* Excerpt to read:
┏━━

Meatless burger that bleeds beet juice sells out in an hour at its Whole Foods debut

The founders of "Beyond Meat," a plant-based meat substitue producer. The company has a plant located in Columbia, Mo.

It was the steak dinners, Ethan Brown says, that changed his life. He had embarked on a career in the clean energy industry, a path befitting an environmentalist out to save the world. But the incongruity he perceived among his colleagues, who would lament environmental problems while eating beef, pushed Brown — a vegetarian since the age of 18 — in a different direction.

"We would go to conferences and sit there wringing our hands over all these [energy] issues, and then we'd go to dinner and people would order huge steaks," Brown told Popular Science in 2013.

Brown left the energy industry and founded a startup called Beyond Meat in 2009, building on the work of University of Missouri food scientist Fu-hung Hsieh, a pioneer in "high moisture extrusion of fibrous meat analog" — making fake meat taste more like flesh, in other words. Beyond Meat achieved early hype with its Beyond Chicken strips, designed to obliterate memories of limp tofu dogs or crumbly veggie burgers. Observing the strips shred into ligament-like strands at Beyond Meat's factory in Columbia, Mo., Food Network star and author Alton Brown remarked at Wired in 2013, "It's more like meat than anything I've ever seen that wasn't meat."

┗━━

Can you resume the article about Beyond Meat above, starting right after its last sentence?

(Point localization data)
┏━━

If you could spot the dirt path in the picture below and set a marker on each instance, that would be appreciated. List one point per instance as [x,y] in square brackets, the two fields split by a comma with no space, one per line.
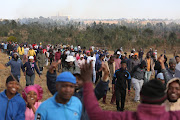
[5,72]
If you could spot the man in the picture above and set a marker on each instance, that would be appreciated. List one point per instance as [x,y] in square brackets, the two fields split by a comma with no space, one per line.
[63,105]
[12,104]
[123,77]
[20,50]
[100,89]
[141,53]
[69,66]
[117,61]
[16,65]
[58,57]
[138,76]
[41,58]
[178,63]
[149,68]
[170,72]
[149,109]
[93,59]
[173,94]
[98,67]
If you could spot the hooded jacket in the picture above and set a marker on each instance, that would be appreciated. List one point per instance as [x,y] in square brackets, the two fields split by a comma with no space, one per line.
[12,109]
[172,106]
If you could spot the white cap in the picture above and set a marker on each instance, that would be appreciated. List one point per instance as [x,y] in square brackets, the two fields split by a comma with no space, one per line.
[31,57]
[70,59]
[118,53]
[160,76]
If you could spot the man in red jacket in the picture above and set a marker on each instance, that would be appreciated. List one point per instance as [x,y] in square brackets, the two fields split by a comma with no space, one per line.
[152,96]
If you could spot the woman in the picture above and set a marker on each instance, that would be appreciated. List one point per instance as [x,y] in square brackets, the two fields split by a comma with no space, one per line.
[12,106]
[30,73]
[34,94]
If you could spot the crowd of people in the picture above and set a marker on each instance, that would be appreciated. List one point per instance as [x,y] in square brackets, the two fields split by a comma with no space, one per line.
[71,75]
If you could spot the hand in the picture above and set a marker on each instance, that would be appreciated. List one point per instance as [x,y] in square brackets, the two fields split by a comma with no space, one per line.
[129,92]
[86,72]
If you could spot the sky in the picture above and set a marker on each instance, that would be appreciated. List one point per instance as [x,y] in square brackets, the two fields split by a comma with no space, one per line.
[90,9]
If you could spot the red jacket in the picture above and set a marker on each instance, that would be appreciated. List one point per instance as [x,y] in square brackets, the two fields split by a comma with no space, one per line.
[57,56]
[144,111]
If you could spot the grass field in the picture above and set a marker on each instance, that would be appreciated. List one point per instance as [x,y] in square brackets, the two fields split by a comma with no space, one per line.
[5,72]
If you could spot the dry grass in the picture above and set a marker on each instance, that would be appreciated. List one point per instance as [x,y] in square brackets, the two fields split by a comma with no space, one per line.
[5,72]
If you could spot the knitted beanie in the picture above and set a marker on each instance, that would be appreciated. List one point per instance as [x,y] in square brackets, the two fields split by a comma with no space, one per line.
[153,92]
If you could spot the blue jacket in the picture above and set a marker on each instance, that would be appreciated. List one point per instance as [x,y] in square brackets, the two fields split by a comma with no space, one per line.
[51,110]
[30,68]
[100,90]
[15,66]
[13,109]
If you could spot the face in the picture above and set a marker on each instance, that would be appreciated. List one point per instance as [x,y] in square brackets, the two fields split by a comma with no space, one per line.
[177,59]
[12,87]
[173,92]
[135,57]
[79,82]
[15,55]
[65,90]
[70,63]
[172,66]
[123,66]
[31,60]
[32,95]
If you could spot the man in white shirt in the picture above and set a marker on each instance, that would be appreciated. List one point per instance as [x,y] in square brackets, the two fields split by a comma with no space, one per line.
[93,59]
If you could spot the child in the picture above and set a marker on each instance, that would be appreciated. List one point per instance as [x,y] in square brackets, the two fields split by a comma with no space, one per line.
[30,74]
[34,94]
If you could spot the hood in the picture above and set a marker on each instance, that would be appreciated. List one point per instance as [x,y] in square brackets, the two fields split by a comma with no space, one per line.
[170,81]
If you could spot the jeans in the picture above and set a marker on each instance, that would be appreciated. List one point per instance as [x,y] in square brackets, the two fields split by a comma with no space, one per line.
[94,75]
[137,86]
[147,76]
[120,95]
[30,80]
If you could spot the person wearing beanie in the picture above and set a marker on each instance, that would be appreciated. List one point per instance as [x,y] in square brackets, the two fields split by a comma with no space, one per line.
[16,65]
[12,104]
[170,72]
[149,109]
[41,58]
[138,76]
[120,79]
[150,67]
[34,94]
[30,67]
[173,94]
[63,105]
[69,65]
[100,89]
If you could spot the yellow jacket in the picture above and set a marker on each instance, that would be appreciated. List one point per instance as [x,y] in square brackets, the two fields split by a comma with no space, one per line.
[31,53]
[20,50]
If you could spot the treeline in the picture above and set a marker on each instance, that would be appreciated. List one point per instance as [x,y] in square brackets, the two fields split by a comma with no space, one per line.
[112,36]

┗━━

* Reply:
Beyond Meat bills its latest creation, the Beyond Burger, as the most meat-like non-meat feat yet. It has been on sale for a single day — Monday, in a Whole Foods in Boulder, Colo. — and is already being compared to, as The New York Times puts it, the "holy grail" of ersatz animal protein: A plant burger upon which a human carnivore would happily snack.

A Beyond Burger patty contains 20 grams of vegetable protein, mostly from peas, while lacking gluten and soy. If you prick a Beyond Burger, does it bleed? Yes, the company says, though its blood is pulverized beet juice. Beyond Meat took a completionist approach to its hamburger doppelganger: The Beyond Burger had to look, smell and feel like meat.